▸ EXTRACTED TEXT
— Start —
Problem two is slightly irritating to me. The property values dataset has the latitude and longitude for each property in the dataset, however, these are stored as plain numbers and not a geojson Point. If they were stored as a geojson point I could make an API call like so: https://data.edmonton.com/property.json?$where=within_circle(location, mylat, mylong, myradius) where mylat, mylong and myradius are parameters of my choosing. That one API call would solve the whole problem.

Instead, I have to filter each column based on a bounding box that I have to figure out through the raw application of geometry. What I want to know is how many degrees of latitude and longitude equals a given distance from a point. There are fairly straight forward formulae to give you the number of meters per degree of latitude and longitude at a given latitude $\phi$ (taking into account that the Earth is not a sphere):

$$ \Delta_{LAT} = {{\pi a (1-e^2)} \over {180 \left(1- e^{2} \sin^{2} \phi \right)^{1.5}}} $$ $$ \Delta_{LNG} = {{\pi a \cos \phi} \over {180 \left(1- e^{2} \sin^{2} \phi \right)^{0.5}}} $$

Therefore a box with width $d$ in meters, centered on the line of latitude $\phi$ has an angular width (in degrees): $$ deg_{LAT} = { {180 d \left(1- e^{2} \sin^{2} \phi \right)^{1.5}} \over {\pi a (1-e^2)} } $$ $$ deg_{LNG} = { {180 d \left(1- e^{2} \sin^{2} \phi \right)^{0.5}} \over {\pi a \cos \phi} } $$

With those in the bag I can make a bounding box, which I intentionally make too large by 10% because I am suspicious of the precision of the above formulae. When it comes time to map the points I use the distance finding methods avaiable in Leaflet to filter it down to just the circle of radius $d$. The dataset has over 300,000 properties and this rough filtering brings that down to about 1,000 for the area around my apartment, which is in Oliver -- the densest neighbourhood in Edmonton. I also add a parameter to only retrieve at most 2000 properties, since few parts of the city would even have that many within a small radius, so I'm willing to make the sacrifice to ensure the data returned is not too big.

@Injectable()
— End —
▸ PROBLEMS AND TASKS
A. Repeat the property-values text from "With those in" up to and including "not too big.", switching each "properties" to "parcels".
B. Carry the property-values text forward from the point at which it stops.
The entries that come next are separate material with no connection to the property-values text.

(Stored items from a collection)
— Start —
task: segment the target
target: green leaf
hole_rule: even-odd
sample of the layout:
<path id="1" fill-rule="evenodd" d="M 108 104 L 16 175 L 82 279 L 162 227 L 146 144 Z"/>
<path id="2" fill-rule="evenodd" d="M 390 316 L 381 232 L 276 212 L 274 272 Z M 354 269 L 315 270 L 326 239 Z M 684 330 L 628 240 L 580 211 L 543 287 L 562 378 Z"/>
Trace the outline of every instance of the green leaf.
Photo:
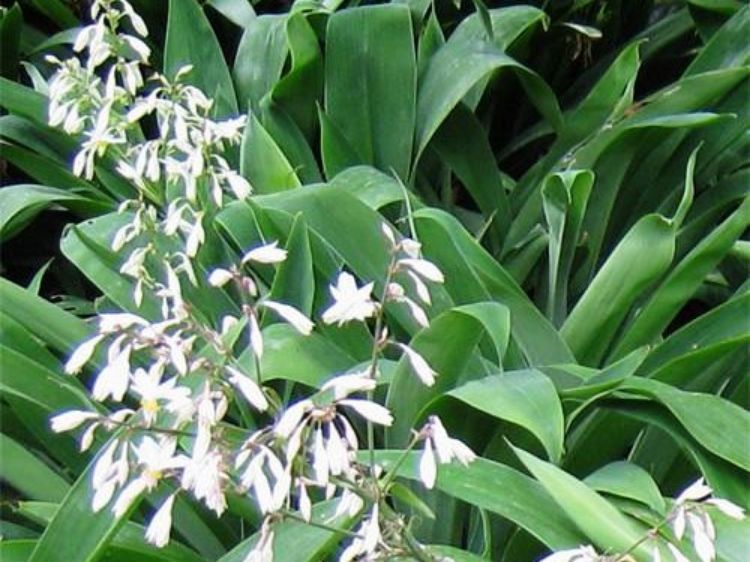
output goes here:
<path id="1" fill-rule="evenodd" d="M 325 108 L 363 158 L 406 179 L 411 164 L 416 58 L 409 9 L 336 12 L 326 33 Z"/>
<path id="2" fill-rule="evenodd" d="M 315 523 L 349 529 L 354 518 L 339 515 L 333 517 L 337 500 L 326 501 L 313 506 L 312 520 Z M 345 535 L 335 533 L 319 527 L 313 527 L 300 521 L 287 520 L 273 526 L 273 555 L 274 559 L 284 562 L 313 562 L 325 560 L 335 546 L 341 542 Z M 249 539 L 242 541 L 217 562 L 242 562 L 257 544 L 260 533 L 256 533 Z"/>
<path id="3" fill-rule="evenodd" d="M 3 314 L 13 317 L 60 353 L 67 353 L 89 335 L 80 318 L 3 278 L 0 278 L 0 301 Z"/>
<path id="4" fill-rule="evenodd" d="M 402 357 L 388 389 L 388 408 L 395 419 L 387 433 L 391 445 L 405 445 L 409 431 L 428 402 L 452 389 L 469 364 L 471 351 L 483 334 L 493 340 L 498 357 L 503 356 L 510 331 L 508 310 L 492 302 L 468 304 L 446 311 L 433 319 L 409 343 L 437 372 L 436 382 L 426 387 Z M 480 373 L 471 373 L 474 377 Z"/>
<path id="5" fill-rule="evenodd" d="M 639 501 L 660 515 L 665 515 L 667 504 L 651 475 L 640 466 L 617 461 L 596 470 L 584 478 L 594 490 Z"/>
<path id="6" fill-rule="evenodd" d="M 748 226 L 750 198 L 717 225 L 662 281 L 628 326 L 612 357 L 619 358 L 631 349 L 655 340 Z"/>
<path id="7" fill-rule="evenodd" d="M 100 451 L 105 448 L 106 445 Z M 98 513 L 91 509 L 91 475 L 97 458 L 92 459 L 70 488 L 28 562 L 94 561 L 127 520 L 127 517 L 115 518 L 111 509 L 102 509 Z"/>
<path id="8" fill-rule="evenodd" d="M 287 259 L 276 271 L 268 298 L 296 306 L 309 317 L 312 315 L 315 297 L 315 277 L 310 238 L 302 214 L 294 218 L 286 241 L 286 251 Z"/>
<path id="9" fill-rule="evenodd" d="M 549 231 L 547 317 L 556 326 L 563 323 L 568 312 L 568 276 L 593 185 L 591 171 L 571 170 L 549 176 L 542 187 Z"/>
<path id="10" fill-rule="evenodd" d="M 376 451 L 375 459 L 388 470 L 403 455 L 403 451 Z M 419 480 L 419 453 L 405 457 L 396 473 Z M 551 549 L 572 548 L 586 540 L 538 482 L 503 464 L 483 458 L 468 466 L 441 464 L 435 487 L 512 521 Z"/>
<path id="11" fill-rule="evenodd" d="M 646 215 L 610 254 L 560 331 L 582 364 L 599 363 L 635 300 L 671 264 L 674 243 L 671 221 Z"/>
<path id="12" fill-rule="evenodd" d="M 560 462 L 562 407 L 555 386 L 541 371 L 527 369 L 484 377 L 454 388 L 447 395 L 527 429 L 544 445 L 549 459 Z"/>
<path id="13" fill-rule="evenodd" d="M 540 113 L 553 126 L 560 124 L 557 100 L 537 74 L 486 42 L 448 42 L 430 59 L 420 81 L 415 141 L 417 160 L 440 124 L 469 90 L 491 73 L 506 67 L 516 72 Z"/>
<path id="14" fill-rule="evenodd" d="M 0 433 L 0 478 L 24 497 L 42 501 L 60 501 L 69 485 L 57 472 L 23 444 Z"/>
<path id="15" fill-rule="evenodd" d="M 315 332 L 303 336 L 288 324 L 268 326 L 263 336 L 260 370 L 264 381 L 290 380 L 317 388 L 332 374 L 356 363 L 328 338 Z"/>
<path id="16" fill-rule="evenodd" d="M 435 134 L 433 148 L 476 201 L 495 237 L 502 241 L 511 221 L 510 205 L 495 155 L 479 120 L 459 103 Z"/>
<path id="17" fill-rule="evenodd" d="M 302 185 L 284 153 L 253 113 L 240 148 L 240 173 L 255 193 L 274 193 Z"/>
<path id="18" fill-rule="evenodd" d="M 45 502 L 22 502 L 19 513 L 39 520 L 45 525 L 51 521 L 58 505 Z M 106 548 L 107 560 L 122 561 L 138 560 L 139 562 L 201 562 L 195 552 L 186 548 L 175 540 L 162 548 L 157 548 L 146 542 L 146 529 L 142 525 L 126 522 L 120 527 Z"/>
<path id="19" fill-rule="evenodd" d="M 240 27 L 250 27 L 257 17 L 250 2 L 245 0 L 209 0 L 208 4 Z"/>
<path id="20" fill-rule="evenodd" d="M 196 0 L 169 0 L 164 73 L 172 78 L 188 64 L 193 69 L 185 81 L 215 100 L 216 115 L 236 114 L 232 77 L 203 9 Z"/>
<path id="21" fill-rule="evenodd" d="M 0 190 L 0 236 L 9 240 L 45 209 L 61 204 L 88 203 L 89 199 L 64 189 L 18 184 Z M 101 207 L 100 207 L 101 208 Z"/>
<path id="22" fill-rule="evenodd" d="M 620 388 L 658 400 L 706 449 L 750 471 L 750 449 L 737 439 L 738 435 L 750 432 L 750 412 L 747 410 L 718 396 L 685 392 L 642 377 L 630 378 Z"/>
<path id="23" fill-rule="evenodd" d="M 567 345 L 513 278 L 458 223 L 437 209 L 414 214 L 425 255 L 445 273 L 457 303 L 496 300 L 510 309 L 511 335 L 533 365 L 573 361 Z"/>
<path id="24" fill-rule="evenodd" d="M 602 551 L 626 552 L 638 545 L 634 554 L 644 559 L 650 556 L 650 550 L 639 544 L 643 532 L 610 502 L 556 466 L 522 449 L 513 450 L 571 521 Z"/>
<path id="25" fill-rule="evenodd" d="M 273 100 L 286 109 L 307 138 L 317 123 L 316 104 L 323 96 L 323 57 L 315 31 L 302 14 L 286 22 L 292 68 L 273 87 Z"/>
<path id="26" fill-rule="evenodd" d="M 265 14 L 255 18 L 242 35 L 232 76 L 243 111 L 257 111 L 260 100 L 281 77 L 288 53 L 285 22 L 284 15 Z"/>

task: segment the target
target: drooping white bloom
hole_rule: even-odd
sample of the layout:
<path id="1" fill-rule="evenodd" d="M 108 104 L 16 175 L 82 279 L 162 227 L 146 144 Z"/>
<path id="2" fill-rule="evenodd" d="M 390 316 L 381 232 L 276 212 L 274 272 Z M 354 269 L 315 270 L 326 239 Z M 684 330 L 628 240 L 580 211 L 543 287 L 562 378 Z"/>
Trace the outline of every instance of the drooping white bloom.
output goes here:
<path id="1" fill-rule="evenodd" d="M 539 562 L 598 562 L 599 555 L 591 545 L 560 550 L 542 558 Z"/>
<path id="2" fill-rule="evenodd" d="M 740 521 L 745 518 L 745 510 L 740 506 L 733 504 L 729 500 L 725 500 L 722 498 L 709 498 L 706 500 L 706 503 L 709 505 L 713 505 L 724 515 L 726 515 L 727 517 L 731 517 L 732 519 L 737 519 L 738 521 Z"/>
<path id="3" fill-rule="evenodd" d="M 242 264 L 253 261 L 255 263 L 274 264 L 281 263 L 286 259 L 287 251 L 278 247 L 278 242 L 264 244 L 253 248 L 242 256 Z"/>
<path id="4" fill-rule="evenodd" d="M 432 386 L 433 384 L 435 384 L 435 377 L 437 376 L 437 373 L 432 369 L 432 367 L 429 366 L 424 357 L 422 357 L 408 345 L 404 345 L 402 343 L 397 343 L 396 345 L 398 345 L 398 347 L 400 347 L 404 352 L 404 355 L 406 355 L 406 358 L 409 360 L 409 364 L 411 365 L 412 370 L 417 375 L 417 377 L 419 377 L 419 380 L 421 380 L 422 383 L 426 386 Z"/>
<path id="5" fill-rule="evenodd" d="M 398 260 L 398 265 L 412 270 L 414 273 L 433 283 L 443 283 L 445 277 L 443 272 L 431 261 L 420 258 L 403 258 Z"/>
<path id="6" fill-rule="evenodd" d="M 388 409 L 370 400 L 348 398 L 340 400 L 339 404 L 349 406 L 360 416 L 372 423 L 384 426 L 390 426 L 393 423 L 393 416 Z"/>
<path id="7" fill-rule="evenodd" d="M 164 501 L 151 518 L 151 522 L 146 529 L 146 540 L 157 548 L 162 548 L 169 542 L 169 533 L 172 530 L 174 497 L 175 494 L 172 494 Z"/>
<path id="8" fill-rule="evenodd" d="M 354 277 L 345 271 L 339 274 L 330 291 L 334 303 L 323 312 L 323 322 L 339 326 L 351 320 L 363 321 L 377 312 L 378 305 L 371 298 L 374 283 L 357 287 Z"/>
<path id="9" fill-rule="evenodd" d="M 341 553 L 339 562 L 351 562 L 355 559 L 372 560 L 381 540 L 380 511 L 376 503 L 370 516 L 357 529 L 357 537 Z"/>
<path id="10" fill-rule="evenodd" d="M 198 500 L 203 500 L 206 507 L 221 516 L 227 508 L 224 496 L 224 482 L 227 480 L 224 459 L 216 449 L 187 460 L 182 472 L 181 486 L 192 490 Z"/>
<path id="11" fill-rule="evenodd" d="M 62 414 L 57 414 L 50 420 L 52 431 L 55 433 L 61 433 L 63 431 L 70 431 L 75 429 L 82 423 L 97 419 L 99 414 L 94 412 L 87 412 L 85 410 L 68 410 Z"/>
<path id="12" fill-rule="evenodd" d="M 115 402 L 122 402 L 130 381 L 130 352 L 132 346 L 122 346 L 124 336 L 117 338 L 107 352 L 107 366 L 96 377 L 91 396 L 102 401 L 112 397 Z"/>
<path id="13" fill-rule="evenodd" d="M 467 466 L 476 458 L 474 451 L 448 435 L 437 416 L 427 418 L 420 436 L 425 440 L 425 447 L 419 462 L 419 478 L 427 489 L 435 485 L 438 463 L 447 464 L 455 459 Z"/>
<path id="14" fill-rule="evenodd" d="M 234 273 L 228 269 L 217 268 L 208 276 L 208 284 L 212 287 L 223 287 L 234 279 Z"/>

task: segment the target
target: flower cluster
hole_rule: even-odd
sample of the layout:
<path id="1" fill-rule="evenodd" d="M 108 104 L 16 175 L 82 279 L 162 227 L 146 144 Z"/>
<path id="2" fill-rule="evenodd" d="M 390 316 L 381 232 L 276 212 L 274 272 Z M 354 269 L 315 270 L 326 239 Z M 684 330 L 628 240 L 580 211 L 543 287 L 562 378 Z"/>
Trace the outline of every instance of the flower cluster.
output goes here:
<path id="1" fill-rule="evenodd" d="M 691 558 L 686 556 L 678 544 L 686 535 L 687 527 L 690 527 L 691 542 L 695 555 L 700 562 L 713 562 L 716 559 L 716 528 L 711 519 L 707 507 L 713 507 L 732 519 L 742 520 L 745 511 L 722 498 L 713 496 L 713 490 L 703 478 L 699 478 L 688 486 L 674 501 L 672 509 L 664 521 L 657 527 L 650 529 L 644 536 L 643 541 L 651 544 L 651 561 L 662 562 L 662 552 L 669 552 L 674 562 L 690 562 Z M 674 534 L 674 542 L 671 538 L 663 536 L 660 528 L 670 527 Z M 640 543 L 638 543 L 640 544 Z M 633 548 L 638 546 L 633 545 Z M 591 545 L 580 546 L 568 550 L 554 552 L 540 562 L 624 562 L 632 560 L 629 552 L 625 554 L 599 554 Z"/>
<path id="2" fill-rule="evenodd" d="M 226 198 L 252 191 L 227 156 L 246 118 L 215 120 L 213 101 L 185 83 L 189 67 L 171 78 L 144 77 L 147 30 L 126 0 L 95 0 L 91 16 L 93 24 L 74 45 L 85 63 L 50 59 L 57 72 L 49 121 L 80 135 L 74 173 L 94 180 L 100 159 L 110 158 L 134 189 L 119 207 L 111 240 L 123 256 L 120 273 L 132 280 L 131 312 L 99 313 L 94 333 L 65 365 L 70 375 L 93 371 L 91 398 L 108 409 L 69 410 L 51 420 L 55 432 L 80 430 L 81 450 L 98 434 L 112 433 L 95 461 L 92 509 L 124 517 L 139 498 L 169 483 L 171 493 L 146 530 L 149 542 L 164 546 L 177 494 L 191 494 L 217 516 L 227 510 L 229 495 L 246 494 L 265 515 L 246 560 L 267 561 L 276 522 L 311 521 L 313 500 L 335 497 L 337 515 L 369 514 L 341 560 L 421 548 L 404 538 L 407 525 L 388 505 L 393 475 L 363 463 L 360 452 L 365 429 L 373 451 L 376 428 L 393 421 L 374 400 L 386 352 L 401 354 L 425 385 L 438 376 L 417 350 L 389 334 L 386 310 L 405 307 L 415 329 L 428 326 L 429 286 L 442 283 L 442 273 L 422 257 L 418 242 L 384 224 L 390 260 L 379 296 L 375 282 L 360 284 L 341 271 L 319 314 L 323 324 L 366 326 L 370 364 L 331 373 L 313 393 L 282 404 L 263 381 L 262 327 L 280 320 L 303 336 L 315 329 L 307 314 L 269 296 L 267 274 L 288 259 L 287 251 L 276 241 L 261 242 L 235 263 L 226 258 L 208 271 L 202 265 L 212 235 L 205 225 Z M 236 308 L 212 319 L 197 295 L 219 292 Z M 240 433 L 238 420 L 247 422 Z M 428 488 L 439 463 L 474 458 L 437 417 L 414 435 L 410 448 L 424 443 L 421 476 Z"/>

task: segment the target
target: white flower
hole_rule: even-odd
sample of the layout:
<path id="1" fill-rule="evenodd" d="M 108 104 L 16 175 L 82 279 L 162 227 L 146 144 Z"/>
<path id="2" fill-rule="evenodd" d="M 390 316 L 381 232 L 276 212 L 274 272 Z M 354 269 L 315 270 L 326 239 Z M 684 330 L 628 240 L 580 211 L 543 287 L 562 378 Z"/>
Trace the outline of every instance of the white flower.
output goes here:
— End —
▸ TASK RESPONSES
A.
With those in the bag I can make a bounding box, which I intentionally make too large by 10% because I am suspicious of the precision of the above formulae. When it comes time to map the points I use the distance finding methods avaiable in Leaflet to filter it down to just the circle of radius $d$. The dataset has over 300,000 parcels and this rough filtering brings that down to about 1,000 for the area around my apartment, which is in Oliver -- the densest neighbourhood in Edmonton. I also add a parameter to only retrieve at most 2000 parcels, since few parts of the city would even have that many within a small radius, so I'm willing to make the sacrifice to ensure the data returned is not too big.

B.
export class AdjPropertyService {

    constructor(private http: Http) {}

    degLat(latitude: number, distance: number){
      const phirad = latitude*pi/180; // latitude in radians
      const a = 6378137;
      const ee = 0.00669437999014;
      return (180*distance*(1-ee*(Math.sin(phirad))^2)^1.5)/(Math.PI*a*(1-ee));
    }

    degLng(latitude: number, distance: number){
      const phirad = latitude*pi/180; //latitude in radians
      cont a = 6378137;
      const ee = 0.00669437999014;
      return (180*distance*(1-ee*(Math.sin(phirad))^2)^0.5)/(Math.PI*a*Math.cos(phirad));
    }

    getAdjProperties(location: ILatLng, distance: number){
        // Do some geometry to get the bounds box of properties we want to return
        const deltalat = this.degLat(location.latitude, 1.1*distance);
        const deltalng = this.degLng(location.latitude, 1.1*distance);

        const latlower = location.latitude - 0.5*deltalat;
        const latupper = location.latitude + 0.5*deltalat;
        const lnglower = location.longitude - 0.5*deltalng;
        const lngupper = location.longitude + 0.5*deltalng;

        let params: URLSearchParams = new URLSearchParams();
        params.set('$where', "latitude between " + latlower.toString() + " and " + latupper.toString() +
                             " AND longitude between " + lnglower.toString() + " and " + lngupper.toString() )
        params.set('$limit', '2000')

        return this.http.get('https://data.edmonton.ca/resource/3pdp-qp95.json', { search: params })
         .map(res => res.json())
         .map( res => {
           // do some more processing of the json
         });
    }
}

That solves the problem of finding the individual property value points to add to the map. This creates a rather boring map, though, so I would also like to add some data from the most recent city census. This creates a minor bother as each of those datasets is indexed by neighbourhood, but how do I know what neighbourhood the user is interested in?

This is where it is wonderful that the neighbourhood dataset is a geojson, with the neighbourhood boundaries represented as MultiPolygon objects. I can simply query which neighbourhoods intersect with the coordinates given by the google API. Since no neighbourhoods overlap, this is reasonably fool-proof. Worst case scenario the user picks a point exactly on the boundary between two neighbourhoods, in which case there is no reason to prefer one over the other and simply taking the first neighbourhood returned works just as well.

@Injectable()
export class NeighbourhoodService {

    constructor(private http: Http) {}

  getNeighbourhood(location: Location){
    let params: URLSearchParams = new URLSearchParams();
    params.set('$where', "intersects(the_geom,'POINT( " + location.longitude.toString() + " " + location.latitude.toString() +")')")

    return this.http.get("https://data.edmonton.ca/resource/nckr-nnqj.json", { search: params } )
                    .map((res:Response) =>  res.json())
                    .map(res => {
                      if (Object.keys(res).length === 0){
                        throw new Error('Cannot find neighbourhood for that location');
                      } else {
                        return new Neighbourhood(res[0])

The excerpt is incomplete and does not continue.